--- PROVIDED INFORMATION ---
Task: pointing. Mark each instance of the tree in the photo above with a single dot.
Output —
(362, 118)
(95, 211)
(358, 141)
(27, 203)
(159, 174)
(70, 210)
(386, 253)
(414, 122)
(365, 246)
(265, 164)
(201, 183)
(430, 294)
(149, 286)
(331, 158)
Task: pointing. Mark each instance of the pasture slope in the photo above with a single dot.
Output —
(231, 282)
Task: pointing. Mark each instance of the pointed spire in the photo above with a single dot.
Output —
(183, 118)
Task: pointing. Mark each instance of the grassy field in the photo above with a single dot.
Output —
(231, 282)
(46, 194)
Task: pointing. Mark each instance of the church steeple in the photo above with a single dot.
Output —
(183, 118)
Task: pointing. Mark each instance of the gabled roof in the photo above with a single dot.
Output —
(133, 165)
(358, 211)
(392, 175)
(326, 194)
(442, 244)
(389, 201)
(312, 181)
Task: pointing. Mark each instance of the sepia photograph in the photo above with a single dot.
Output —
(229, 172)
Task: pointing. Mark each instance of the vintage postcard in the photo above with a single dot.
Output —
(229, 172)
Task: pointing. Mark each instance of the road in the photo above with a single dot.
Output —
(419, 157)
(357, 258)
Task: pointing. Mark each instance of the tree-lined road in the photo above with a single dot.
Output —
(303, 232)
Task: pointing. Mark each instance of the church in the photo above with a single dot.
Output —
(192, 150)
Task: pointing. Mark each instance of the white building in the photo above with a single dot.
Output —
---
■ DIRECTIONS FOR THIS TASK
Which lines hold the word "tree"? Return all of them from the records above.

■ OUTPUT BELOW
Task: pointing. Mark each instance of the tree in the photo above with a single dot.
Task: pointing. Mark each instance of the tree-lined road in the photo above with a single dot.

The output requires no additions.